• Text extract:
United States District Court, D. Kansas
May 23, 2003
Case No. 01-4016-SAC (D. Kan. May. 23, 2003)

Summary

reciting four tests courts have applied to decide whether a private individual acted under the color of state law

Summary of this case from Lee v. Brown Group Retail, Inc.

Opinion

Case No. 01-4016-SAC

May 23, 2003.


MEMORANDUM AND ORDER


This case comes before the court on the motion of the Kroger Co., d.b.a. Dillon Stores Division ("Dillons"), and American Sentry Security System, Inc., ("Sentry") to dismiss the case. Defendant City of Topeka has previously been dismissed as a party. See Dk. 56. Plaintiffs represent that after the City's dismissal, plaintiff Shela Copeland is no longer a plaintiff in the case, as "she has no claims against defendants Dillons or Sentry." (Dk. 53, p. 2).

• What to work on:
A. Answer these questions using the court order excerpt:
(i) Which court issued the order?
(ii) Which defendant has previously been dismissed as a party?
(iii) Which plaintiff is no longer a plaintiff in the case?
B. Reproduce the court order excerpt from "May 23, 2003." to "(Dk. 53, p. 2).", substituting "Kroger" for "Dillons".
C. Summarize the court order excerpt in two sentences.
The items that come next have no connection to the court order excerpt.

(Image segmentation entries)

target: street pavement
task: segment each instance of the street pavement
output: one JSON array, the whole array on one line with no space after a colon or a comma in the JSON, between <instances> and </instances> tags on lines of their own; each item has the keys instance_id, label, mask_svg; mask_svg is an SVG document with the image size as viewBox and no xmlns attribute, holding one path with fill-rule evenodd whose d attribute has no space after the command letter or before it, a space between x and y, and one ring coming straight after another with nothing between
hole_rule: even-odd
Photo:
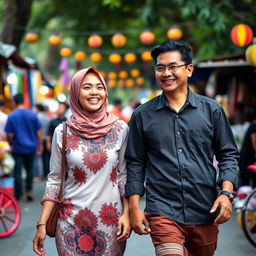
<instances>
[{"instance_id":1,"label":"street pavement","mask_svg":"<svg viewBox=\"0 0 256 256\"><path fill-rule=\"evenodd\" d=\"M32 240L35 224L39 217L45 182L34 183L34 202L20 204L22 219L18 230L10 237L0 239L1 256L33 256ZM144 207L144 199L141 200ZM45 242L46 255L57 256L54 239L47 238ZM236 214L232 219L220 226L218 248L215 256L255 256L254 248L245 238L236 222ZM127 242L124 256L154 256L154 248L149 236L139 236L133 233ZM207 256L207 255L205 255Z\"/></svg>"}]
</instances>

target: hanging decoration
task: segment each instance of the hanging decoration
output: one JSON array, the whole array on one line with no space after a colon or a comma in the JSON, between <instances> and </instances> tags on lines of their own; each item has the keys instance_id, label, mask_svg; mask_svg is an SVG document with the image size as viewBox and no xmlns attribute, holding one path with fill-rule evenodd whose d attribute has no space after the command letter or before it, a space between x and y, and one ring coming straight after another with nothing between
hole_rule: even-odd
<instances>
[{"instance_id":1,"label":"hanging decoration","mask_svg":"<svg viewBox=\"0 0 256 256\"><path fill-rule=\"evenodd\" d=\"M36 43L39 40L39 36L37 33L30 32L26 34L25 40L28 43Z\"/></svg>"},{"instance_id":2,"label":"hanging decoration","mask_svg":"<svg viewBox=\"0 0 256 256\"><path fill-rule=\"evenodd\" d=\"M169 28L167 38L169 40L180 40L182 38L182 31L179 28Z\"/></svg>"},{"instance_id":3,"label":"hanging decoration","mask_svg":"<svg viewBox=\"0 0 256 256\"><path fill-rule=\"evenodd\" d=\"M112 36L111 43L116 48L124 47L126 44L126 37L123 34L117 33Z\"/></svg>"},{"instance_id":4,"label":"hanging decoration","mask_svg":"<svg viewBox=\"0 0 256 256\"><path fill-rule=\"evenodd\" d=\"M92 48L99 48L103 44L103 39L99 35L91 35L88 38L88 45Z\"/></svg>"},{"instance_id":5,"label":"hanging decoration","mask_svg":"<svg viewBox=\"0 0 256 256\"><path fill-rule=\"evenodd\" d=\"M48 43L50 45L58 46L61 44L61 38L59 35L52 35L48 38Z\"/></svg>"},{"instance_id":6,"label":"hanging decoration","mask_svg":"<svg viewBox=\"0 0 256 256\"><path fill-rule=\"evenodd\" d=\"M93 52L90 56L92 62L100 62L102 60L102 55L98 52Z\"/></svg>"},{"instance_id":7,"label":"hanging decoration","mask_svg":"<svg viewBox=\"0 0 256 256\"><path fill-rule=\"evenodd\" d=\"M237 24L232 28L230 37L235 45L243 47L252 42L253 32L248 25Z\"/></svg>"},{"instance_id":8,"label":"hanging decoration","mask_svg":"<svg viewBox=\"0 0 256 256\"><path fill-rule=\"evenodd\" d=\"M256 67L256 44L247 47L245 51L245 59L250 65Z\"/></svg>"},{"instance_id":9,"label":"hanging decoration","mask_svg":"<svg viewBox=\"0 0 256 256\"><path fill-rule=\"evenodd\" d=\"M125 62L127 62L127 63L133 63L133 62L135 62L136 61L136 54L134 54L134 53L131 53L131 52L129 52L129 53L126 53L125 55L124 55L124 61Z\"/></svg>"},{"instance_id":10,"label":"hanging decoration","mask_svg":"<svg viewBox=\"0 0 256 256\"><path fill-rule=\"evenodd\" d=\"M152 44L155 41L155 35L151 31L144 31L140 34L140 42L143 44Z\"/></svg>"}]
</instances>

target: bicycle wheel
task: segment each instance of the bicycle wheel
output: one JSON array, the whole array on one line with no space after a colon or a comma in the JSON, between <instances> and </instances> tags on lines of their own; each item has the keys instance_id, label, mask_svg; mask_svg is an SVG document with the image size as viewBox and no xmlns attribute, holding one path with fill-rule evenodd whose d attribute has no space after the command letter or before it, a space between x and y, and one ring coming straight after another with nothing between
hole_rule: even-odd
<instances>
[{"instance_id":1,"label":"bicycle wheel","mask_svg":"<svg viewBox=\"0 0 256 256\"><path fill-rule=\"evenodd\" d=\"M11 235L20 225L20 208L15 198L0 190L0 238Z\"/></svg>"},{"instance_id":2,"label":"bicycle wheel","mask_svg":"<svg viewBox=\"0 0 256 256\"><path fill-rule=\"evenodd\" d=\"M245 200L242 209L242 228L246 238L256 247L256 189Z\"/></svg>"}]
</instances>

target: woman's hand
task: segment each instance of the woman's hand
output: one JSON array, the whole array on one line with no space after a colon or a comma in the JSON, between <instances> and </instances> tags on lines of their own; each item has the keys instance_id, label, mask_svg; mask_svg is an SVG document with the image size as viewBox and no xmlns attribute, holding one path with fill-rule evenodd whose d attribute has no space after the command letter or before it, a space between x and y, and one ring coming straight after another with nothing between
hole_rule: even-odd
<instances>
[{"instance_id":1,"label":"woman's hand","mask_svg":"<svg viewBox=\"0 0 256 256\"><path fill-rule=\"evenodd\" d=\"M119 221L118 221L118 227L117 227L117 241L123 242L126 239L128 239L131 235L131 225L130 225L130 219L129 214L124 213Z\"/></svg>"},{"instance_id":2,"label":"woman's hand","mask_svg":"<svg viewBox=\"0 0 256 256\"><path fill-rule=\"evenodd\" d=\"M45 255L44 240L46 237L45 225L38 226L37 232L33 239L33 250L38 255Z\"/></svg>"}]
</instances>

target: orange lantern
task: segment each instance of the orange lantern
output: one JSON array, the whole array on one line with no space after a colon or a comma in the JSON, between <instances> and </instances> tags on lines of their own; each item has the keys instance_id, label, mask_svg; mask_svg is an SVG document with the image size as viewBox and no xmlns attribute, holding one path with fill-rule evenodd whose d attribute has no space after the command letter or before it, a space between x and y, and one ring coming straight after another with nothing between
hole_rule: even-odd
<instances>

• Outputs:
A.
(i) The United States District Court, D. Kansas.
(ii) The City of Topeka.
(iii) Shela Copeland.

B.
May 23, 2003.


MEMORANDUM AND ORDER


This case comes before the court on the motion of the Kroger Co., d.b.a. Dillon Stores Division ("Kroger"), and American Sentry Security System, Inc., ("Sentry") to dismiss the case. Defendant City of Topeka has previously been dismissed as a party. See Dk. 56. Plaintiffs represent that after the City's dismissal, plaintiff Shela Copeland is no longer a plaintiff in the case, as "she has no claims against defendants Kroger or Sentry." (Dk. 53, p. 2).

C. The court considers a motion by the Kroger Co., doing business as Dillon Stores Division, and American Sentry Security System, Inc., to dismiss the case. The City of Topeka has already been dismissed, and plaintiffs state that Shela Copeland is no longer a plaintiff because she has no claims against Dillons or Sentry.